— start Records —

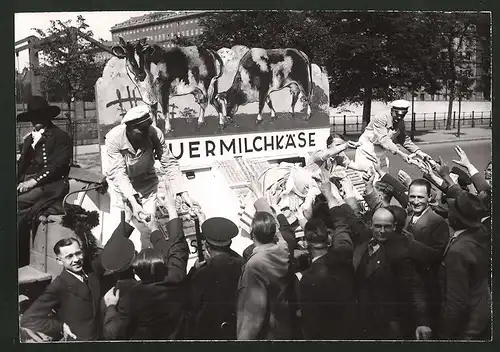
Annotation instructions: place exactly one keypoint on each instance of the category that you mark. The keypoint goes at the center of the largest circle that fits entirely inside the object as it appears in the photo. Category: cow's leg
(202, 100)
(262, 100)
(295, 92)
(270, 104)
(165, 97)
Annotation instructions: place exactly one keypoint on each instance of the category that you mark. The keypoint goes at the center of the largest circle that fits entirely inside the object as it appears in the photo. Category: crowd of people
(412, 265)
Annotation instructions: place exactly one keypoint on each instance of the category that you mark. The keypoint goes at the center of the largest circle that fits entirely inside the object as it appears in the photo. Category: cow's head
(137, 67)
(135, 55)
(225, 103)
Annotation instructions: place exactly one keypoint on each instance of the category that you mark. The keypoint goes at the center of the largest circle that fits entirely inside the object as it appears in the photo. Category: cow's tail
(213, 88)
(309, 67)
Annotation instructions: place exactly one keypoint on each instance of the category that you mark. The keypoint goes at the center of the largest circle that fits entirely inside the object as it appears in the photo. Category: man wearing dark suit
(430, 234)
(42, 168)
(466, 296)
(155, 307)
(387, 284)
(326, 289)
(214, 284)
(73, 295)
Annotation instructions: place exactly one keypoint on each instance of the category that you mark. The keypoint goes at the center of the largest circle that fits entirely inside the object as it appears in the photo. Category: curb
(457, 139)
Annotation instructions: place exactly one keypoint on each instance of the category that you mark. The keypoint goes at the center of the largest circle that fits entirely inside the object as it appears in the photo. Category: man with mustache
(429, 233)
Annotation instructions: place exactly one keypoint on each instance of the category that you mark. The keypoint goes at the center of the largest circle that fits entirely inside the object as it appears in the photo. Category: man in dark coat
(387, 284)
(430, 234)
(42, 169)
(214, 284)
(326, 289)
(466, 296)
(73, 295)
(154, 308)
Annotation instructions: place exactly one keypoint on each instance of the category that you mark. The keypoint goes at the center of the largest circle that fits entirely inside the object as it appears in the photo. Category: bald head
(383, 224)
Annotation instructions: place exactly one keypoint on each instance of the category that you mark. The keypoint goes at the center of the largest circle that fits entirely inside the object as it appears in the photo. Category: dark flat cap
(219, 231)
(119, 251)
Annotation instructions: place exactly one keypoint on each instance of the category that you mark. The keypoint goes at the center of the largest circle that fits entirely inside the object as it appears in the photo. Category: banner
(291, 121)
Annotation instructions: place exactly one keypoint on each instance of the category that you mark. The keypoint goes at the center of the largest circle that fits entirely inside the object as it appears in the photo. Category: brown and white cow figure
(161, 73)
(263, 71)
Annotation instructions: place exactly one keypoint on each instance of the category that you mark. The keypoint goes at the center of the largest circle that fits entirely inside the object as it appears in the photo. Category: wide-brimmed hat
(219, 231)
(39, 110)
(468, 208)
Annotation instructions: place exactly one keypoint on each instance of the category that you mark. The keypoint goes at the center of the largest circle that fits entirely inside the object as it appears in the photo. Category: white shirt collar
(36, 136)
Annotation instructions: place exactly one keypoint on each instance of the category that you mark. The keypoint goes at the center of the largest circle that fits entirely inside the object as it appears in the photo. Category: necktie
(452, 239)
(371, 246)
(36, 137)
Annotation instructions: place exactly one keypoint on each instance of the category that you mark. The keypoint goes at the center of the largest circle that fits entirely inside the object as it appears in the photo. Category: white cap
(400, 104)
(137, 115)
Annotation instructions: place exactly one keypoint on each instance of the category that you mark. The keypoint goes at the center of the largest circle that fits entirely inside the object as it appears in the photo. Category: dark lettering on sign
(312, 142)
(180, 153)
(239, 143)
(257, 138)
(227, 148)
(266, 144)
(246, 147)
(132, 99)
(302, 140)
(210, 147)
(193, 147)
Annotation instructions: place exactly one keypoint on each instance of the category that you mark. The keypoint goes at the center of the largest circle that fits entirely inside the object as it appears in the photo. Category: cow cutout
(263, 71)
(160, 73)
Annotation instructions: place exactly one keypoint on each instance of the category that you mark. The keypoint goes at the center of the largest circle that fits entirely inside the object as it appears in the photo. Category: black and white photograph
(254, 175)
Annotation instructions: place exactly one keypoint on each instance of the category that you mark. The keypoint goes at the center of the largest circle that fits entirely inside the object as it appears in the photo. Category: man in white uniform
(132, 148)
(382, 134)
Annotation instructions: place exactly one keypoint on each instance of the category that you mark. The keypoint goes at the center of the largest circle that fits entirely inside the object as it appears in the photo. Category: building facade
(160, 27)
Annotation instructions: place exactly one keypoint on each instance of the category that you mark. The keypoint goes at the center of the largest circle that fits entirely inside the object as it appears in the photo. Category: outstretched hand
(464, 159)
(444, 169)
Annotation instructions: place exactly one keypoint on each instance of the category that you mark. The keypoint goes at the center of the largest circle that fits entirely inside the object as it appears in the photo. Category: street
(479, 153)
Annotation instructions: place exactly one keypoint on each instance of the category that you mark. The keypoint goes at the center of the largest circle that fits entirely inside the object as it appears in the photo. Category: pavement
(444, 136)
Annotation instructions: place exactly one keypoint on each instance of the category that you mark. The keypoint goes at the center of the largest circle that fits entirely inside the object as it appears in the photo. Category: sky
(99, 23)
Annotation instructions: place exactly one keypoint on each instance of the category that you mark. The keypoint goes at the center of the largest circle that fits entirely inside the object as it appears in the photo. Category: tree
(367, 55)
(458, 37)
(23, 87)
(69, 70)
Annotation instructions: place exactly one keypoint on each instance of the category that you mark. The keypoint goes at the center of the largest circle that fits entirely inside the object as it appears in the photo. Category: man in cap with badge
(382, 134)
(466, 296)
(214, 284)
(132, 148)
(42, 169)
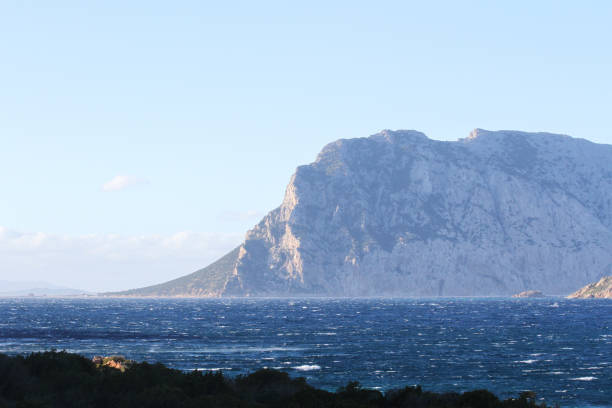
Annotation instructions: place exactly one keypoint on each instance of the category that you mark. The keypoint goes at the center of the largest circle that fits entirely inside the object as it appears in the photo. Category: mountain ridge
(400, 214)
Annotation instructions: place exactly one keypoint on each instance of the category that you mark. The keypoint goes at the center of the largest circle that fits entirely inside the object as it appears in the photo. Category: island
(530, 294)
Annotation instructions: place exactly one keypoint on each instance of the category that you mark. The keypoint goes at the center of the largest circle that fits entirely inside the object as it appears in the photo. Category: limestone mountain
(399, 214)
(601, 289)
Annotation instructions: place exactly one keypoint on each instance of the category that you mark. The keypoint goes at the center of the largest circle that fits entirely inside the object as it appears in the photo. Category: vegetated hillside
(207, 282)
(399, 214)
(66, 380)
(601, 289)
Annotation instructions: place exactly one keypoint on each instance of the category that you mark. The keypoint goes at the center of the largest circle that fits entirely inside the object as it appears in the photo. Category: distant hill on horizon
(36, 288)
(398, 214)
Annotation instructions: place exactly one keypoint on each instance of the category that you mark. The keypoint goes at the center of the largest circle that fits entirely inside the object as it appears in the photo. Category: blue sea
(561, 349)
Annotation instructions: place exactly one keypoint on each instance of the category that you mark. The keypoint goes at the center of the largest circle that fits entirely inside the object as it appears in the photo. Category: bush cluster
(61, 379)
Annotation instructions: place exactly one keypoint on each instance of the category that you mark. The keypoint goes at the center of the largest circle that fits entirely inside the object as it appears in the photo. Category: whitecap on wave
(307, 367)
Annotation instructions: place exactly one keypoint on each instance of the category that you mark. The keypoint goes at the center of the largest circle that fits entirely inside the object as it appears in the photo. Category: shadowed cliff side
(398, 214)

— end Records —
— start Records —

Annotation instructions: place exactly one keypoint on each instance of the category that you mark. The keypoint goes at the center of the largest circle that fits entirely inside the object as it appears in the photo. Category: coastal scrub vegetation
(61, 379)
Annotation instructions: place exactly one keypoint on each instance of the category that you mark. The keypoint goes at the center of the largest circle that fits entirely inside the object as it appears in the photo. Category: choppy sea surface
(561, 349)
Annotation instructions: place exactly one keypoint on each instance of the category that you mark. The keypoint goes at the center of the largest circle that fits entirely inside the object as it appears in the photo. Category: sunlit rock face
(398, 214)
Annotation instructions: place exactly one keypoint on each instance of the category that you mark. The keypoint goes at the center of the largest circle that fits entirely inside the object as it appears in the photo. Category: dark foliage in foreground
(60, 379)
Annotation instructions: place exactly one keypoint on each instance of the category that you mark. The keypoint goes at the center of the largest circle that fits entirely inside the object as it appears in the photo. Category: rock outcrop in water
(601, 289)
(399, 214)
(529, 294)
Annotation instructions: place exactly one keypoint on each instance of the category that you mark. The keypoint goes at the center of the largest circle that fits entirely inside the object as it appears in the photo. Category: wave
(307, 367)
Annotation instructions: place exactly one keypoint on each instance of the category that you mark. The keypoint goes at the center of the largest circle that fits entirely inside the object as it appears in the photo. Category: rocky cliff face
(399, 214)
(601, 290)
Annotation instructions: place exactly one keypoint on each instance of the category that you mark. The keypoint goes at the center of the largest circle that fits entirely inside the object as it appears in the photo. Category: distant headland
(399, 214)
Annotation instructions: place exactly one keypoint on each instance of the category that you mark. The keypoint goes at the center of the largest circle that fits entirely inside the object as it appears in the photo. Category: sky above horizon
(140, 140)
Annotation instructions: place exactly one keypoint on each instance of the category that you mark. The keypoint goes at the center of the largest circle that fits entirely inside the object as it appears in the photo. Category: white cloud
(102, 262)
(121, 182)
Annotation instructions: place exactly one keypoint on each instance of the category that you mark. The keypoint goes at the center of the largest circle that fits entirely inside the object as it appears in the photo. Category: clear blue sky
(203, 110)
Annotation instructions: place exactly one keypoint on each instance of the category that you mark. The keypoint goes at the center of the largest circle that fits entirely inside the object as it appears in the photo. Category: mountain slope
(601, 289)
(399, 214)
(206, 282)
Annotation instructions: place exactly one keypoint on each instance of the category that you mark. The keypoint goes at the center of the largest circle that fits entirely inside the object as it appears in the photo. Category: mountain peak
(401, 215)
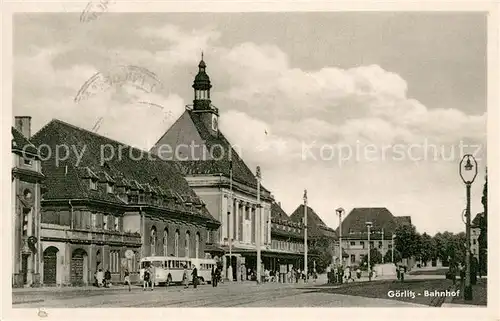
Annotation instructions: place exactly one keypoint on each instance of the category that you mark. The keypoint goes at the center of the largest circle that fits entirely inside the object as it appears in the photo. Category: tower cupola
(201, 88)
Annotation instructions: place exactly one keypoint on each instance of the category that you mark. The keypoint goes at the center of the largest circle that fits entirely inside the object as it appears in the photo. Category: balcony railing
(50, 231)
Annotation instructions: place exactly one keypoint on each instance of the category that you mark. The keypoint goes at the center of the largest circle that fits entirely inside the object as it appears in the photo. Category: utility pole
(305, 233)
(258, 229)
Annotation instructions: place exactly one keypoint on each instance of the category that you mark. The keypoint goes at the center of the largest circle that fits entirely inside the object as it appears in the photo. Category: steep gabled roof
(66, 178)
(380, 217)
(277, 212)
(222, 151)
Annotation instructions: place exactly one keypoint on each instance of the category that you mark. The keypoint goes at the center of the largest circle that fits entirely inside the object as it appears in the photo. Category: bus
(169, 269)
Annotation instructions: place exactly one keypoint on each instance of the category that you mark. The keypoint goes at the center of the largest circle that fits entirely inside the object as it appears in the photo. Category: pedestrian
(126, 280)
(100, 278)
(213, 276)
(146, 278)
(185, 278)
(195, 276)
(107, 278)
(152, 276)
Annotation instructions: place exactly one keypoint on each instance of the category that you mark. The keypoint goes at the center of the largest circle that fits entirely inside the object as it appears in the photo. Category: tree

— end Records —
— start Records —

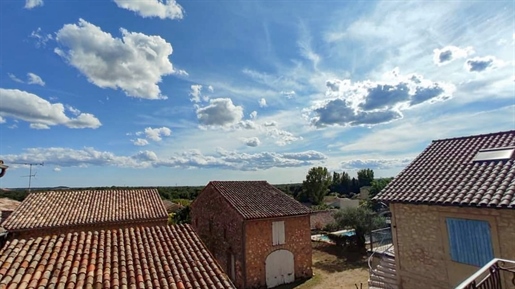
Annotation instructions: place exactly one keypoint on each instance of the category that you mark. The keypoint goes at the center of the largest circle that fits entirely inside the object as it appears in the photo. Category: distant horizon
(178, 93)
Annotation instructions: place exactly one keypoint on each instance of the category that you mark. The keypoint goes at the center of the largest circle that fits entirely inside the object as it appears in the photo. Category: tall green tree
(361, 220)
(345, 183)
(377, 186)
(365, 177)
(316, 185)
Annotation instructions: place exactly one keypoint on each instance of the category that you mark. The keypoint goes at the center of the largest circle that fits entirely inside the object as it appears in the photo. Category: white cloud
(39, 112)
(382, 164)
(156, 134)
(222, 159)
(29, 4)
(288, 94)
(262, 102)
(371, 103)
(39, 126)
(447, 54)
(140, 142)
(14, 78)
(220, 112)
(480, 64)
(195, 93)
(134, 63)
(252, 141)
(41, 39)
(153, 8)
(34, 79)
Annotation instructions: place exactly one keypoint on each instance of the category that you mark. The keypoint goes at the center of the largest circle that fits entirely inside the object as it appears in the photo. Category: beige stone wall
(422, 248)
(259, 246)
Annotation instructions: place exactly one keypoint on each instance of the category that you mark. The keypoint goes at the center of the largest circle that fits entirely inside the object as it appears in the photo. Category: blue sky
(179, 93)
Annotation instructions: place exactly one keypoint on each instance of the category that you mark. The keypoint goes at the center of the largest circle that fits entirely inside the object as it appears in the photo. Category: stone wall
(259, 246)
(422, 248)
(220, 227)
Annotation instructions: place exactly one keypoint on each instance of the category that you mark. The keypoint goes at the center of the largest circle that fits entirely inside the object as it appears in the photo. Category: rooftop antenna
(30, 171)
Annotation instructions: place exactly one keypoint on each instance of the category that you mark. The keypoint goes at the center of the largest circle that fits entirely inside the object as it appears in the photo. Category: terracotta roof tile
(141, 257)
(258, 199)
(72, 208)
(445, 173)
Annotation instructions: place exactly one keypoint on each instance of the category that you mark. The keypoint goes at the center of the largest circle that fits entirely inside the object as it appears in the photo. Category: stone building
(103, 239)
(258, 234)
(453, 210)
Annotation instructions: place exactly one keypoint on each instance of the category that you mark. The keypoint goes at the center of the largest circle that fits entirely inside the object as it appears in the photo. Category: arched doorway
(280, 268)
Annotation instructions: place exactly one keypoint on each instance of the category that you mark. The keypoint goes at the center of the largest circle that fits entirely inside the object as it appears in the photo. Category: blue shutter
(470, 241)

— end Records —

**Directive:** How many lines of the data above contain the string "outcrop"? Reply with the number alone.

**Expected answer:** 1